INSTRUCTIONS TO FOLLOW
The data that follows is to be given again, exactly as written.

[Stored dataset items]
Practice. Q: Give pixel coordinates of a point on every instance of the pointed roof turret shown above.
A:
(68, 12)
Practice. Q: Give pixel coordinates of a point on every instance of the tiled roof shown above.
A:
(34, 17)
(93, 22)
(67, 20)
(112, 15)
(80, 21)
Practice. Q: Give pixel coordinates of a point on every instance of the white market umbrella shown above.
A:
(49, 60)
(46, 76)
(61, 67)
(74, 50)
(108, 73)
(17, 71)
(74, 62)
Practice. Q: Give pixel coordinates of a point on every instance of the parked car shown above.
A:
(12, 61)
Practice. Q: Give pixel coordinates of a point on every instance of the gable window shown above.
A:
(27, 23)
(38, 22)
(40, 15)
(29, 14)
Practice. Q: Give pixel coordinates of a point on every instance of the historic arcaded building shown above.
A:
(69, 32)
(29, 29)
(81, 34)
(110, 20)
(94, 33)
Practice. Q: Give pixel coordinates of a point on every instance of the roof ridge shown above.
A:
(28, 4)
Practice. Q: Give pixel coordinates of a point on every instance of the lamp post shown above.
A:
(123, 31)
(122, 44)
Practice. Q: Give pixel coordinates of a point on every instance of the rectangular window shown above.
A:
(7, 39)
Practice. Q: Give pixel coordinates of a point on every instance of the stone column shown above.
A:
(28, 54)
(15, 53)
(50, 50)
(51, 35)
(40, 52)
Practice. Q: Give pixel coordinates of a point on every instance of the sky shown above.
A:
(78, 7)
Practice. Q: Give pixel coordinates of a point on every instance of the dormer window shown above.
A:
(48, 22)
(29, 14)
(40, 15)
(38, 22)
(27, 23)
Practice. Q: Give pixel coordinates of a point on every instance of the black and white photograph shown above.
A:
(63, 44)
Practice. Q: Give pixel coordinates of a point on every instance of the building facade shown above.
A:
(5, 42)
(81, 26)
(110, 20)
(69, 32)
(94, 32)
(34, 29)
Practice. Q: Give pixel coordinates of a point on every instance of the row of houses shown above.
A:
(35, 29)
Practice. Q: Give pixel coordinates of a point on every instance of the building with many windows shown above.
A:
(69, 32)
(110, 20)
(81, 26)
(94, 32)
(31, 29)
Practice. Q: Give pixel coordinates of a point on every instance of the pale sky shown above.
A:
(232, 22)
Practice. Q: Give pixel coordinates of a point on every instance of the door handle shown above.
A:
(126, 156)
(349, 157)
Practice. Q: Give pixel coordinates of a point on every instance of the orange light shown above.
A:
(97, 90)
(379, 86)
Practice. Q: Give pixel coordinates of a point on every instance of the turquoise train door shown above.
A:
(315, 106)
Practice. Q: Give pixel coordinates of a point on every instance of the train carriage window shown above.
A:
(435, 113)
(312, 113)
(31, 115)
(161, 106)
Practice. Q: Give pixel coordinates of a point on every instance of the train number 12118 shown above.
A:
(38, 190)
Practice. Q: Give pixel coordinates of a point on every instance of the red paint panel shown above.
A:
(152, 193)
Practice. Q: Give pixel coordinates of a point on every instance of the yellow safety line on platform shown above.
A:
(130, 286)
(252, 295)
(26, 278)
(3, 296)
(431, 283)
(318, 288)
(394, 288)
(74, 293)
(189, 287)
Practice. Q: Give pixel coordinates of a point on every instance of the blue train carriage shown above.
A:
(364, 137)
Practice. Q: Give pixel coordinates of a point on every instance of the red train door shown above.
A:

WORKED SOLUTION
Practice. Q: Give pixel coordinates of a point on every instance of the pointed roof turret shown above.
A:
(68, 12)
Practice. Q: Give pixel coordinates of a point on every instance of the tiled roof shown above.
A:
(34, 17)
(93, 22)
(67, 20)
(112, 15)
(80, 21)
Practice. Q: Give pixel coordinates of a point on every instance of the white market umbrella shown above.
A:
(49, 60)
(46, 76)
(61, 67)
(74, 50)
(108, 73)
(17, 71)
(74, 62)
Practice. Q: Give pixel coordinates of a point on every instance of the parked car shown above.
A:
(12, 61)
Practice. Q: Give pixel coordinates of a point on every instance of the gable window shown above.
A:
(27, 23)
(38, 22)
(40, 15)
(29, 14)
Practice. Q: Give pixel coordinates of a point on every instance of the historic arcaded building shown above.
A:
(69, 32)
(29, 29)
(81, 34)
(110, 20)
(94, 33)
Practice. Q: Give pixel coordinates of a point on every instance of the roof ridge shown above.
A:
(28, 4)
Practice. Q: Give pixel coordinates of a point on every instance of the lamp post shown above.
A:
(123, 31)
(122, 44)
Practice. Q: Give pixel coordinates of a point on every instance of the rectangular window shown above.
A:
(7, 39)
Practice. Q: Give pixel coordinates of a point on every instance of the stone column shown above.
A:
(28, 54)
(15, 53)
(50, 50)
(51, 35)
(40, 52)
Practice. Q: Give pixel coordinates of a point on every instance of the sky shown above.
A:
(78, 7)
Practice. Q: Give pixel coordinates of a point on every instance of the dormer window shown above.
A:
(48, 22)
(29, 14)
(40, 15)
(38, 22)
(27, 23)
Practice. Q: Give pixel coordinates of a point on every instance of the black and white photograph shown above.
A:
(63, 44)
Practice. Q: Give pixel coordinates of a point on every instance of the building facade shown above.
A:
(5, 42)
(81, 26)
(110, 20)
(69, 32)
(94, 32)
(34, 29)
Practice. Q: Give pixel coordinates of a point on every instance of the row of houses shown above.
A:
(35, 29)
Practice. Q: Give pixel coordinates of a point on every instance of the building with many windows shown above.
A:
(69, 32)
(110, 20)
(81, 26)
(94, 32)
(31, 29)
Practice. Q: Give pixel coordinates of a point on every instance of the pale sky shown above.
A:
(232, 22)
Practice. Q: Give pixel coordinates of a point on every instance of the door handle shown above.
A:
(126, 156)
(349, 157)
Practice. Q: Give pixel coordinates of a point on every instance of the orange light shown above.
A:
(97, 90)
(379, 86)
Practice. Q: Give pixel coordinates of a point on every instance of the turquoise train door shown above.
A:
(315, 106)
Practice. Q: Give pixel coordinates of a point on every instance of the train carriage window shown above.
A:
(435, 113)
(312, 113)
(31, 115)
(161, 106)
Practice. Q: Give pixel coordinates of a point on every instance of the train number 12118 shown above.
A:
(38, 190)
Practice. Q: Give pixel coordinates of a point on every instance of the red paint panel shown above.
A:
(152, 193)
Practice. Q: Give pixel coordinates of a point on every instance of the yellow safety line on platform shown above.
A:
(130, 286)
(252, 295)
(26, 278)
(3, 296)
(431, 283)
(318, 288)
(394, 288)
(74, 293)
(189, 287)
Practice. Q: Give pixel coordinates of a point on every instance of the blue train carriage shown above.
A:
(364, 137)
Practice. Q: Give pixel coordinates of a point on every instance of the red train door shown above.
A:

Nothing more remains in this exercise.